**Your task**
The answer must consist of each line below that contains the word "shadow", copied in full.

**Study material**
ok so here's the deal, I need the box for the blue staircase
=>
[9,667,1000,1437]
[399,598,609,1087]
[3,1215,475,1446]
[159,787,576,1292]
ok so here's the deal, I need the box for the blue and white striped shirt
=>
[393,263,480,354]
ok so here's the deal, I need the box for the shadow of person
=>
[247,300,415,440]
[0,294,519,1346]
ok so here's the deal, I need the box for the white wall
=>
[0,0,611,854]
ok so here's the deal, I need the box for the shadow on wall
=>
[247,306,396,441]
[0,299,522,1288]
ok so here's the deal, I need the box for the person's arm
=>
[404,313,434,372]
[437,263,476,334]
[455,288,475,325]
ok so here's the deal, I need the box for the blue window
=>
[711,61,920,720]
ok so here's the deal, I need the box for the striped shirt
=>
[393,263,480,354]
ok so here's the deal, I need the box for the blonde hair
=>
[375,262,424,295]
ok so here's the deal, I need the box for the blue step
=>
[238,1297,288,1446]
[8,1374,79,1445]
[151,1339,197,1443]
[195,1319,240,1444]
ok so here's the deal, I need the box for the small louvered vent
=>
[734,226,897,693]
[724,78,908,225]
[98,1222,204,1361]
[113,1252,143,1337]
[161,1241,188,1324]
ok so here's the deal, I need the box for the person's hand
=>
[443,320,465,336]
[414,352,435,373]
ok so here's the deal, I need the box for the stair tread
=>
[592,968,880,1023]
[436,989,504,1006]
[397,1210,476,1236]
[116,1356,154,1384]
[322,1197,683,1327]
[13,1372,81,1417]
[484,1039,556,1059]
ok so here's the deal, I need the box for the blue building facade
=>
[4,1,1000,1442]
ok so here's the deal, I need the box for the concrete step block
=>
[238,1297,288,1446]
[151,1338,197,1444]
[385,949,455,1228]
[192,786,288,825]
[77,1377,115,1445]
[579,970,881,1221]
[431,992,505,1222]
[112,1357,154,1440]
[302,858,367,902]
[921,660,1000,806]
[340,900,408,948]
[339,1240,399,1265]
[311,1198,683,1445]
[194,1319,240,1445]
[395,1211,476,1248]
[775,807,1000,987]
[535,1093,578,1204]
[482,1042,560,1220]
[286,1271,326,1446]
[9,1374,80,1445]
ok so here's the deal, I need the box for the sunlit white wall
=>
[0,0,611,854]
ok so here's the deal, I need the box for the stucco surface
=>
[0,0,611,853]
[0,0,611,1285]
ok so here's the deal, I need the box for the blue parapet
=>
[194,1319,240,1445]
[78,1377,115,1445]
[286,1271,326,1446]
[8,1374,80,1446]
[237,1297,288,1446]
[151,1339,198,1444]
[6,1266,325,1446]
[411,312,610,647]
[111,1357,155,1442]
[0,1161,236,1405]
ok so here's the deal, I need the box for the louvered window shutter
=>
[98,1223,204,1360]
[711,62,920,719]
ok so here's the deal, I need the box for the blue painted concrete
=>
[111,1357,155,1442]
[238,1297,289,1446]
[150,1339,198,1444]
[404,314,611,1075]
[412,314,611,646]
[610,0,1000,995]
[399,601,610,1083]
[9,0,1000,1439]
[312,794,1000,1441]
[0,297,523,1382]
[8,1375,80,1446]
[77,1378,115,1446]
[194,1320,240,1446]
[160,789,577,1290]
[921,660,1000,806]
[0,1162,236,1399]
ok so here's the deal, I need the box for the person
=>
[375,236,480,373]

**Solved exercise**
ok so here's the deal, I need the box for the shadow of person
ok so here's the deal, I need the box for the shadow on wall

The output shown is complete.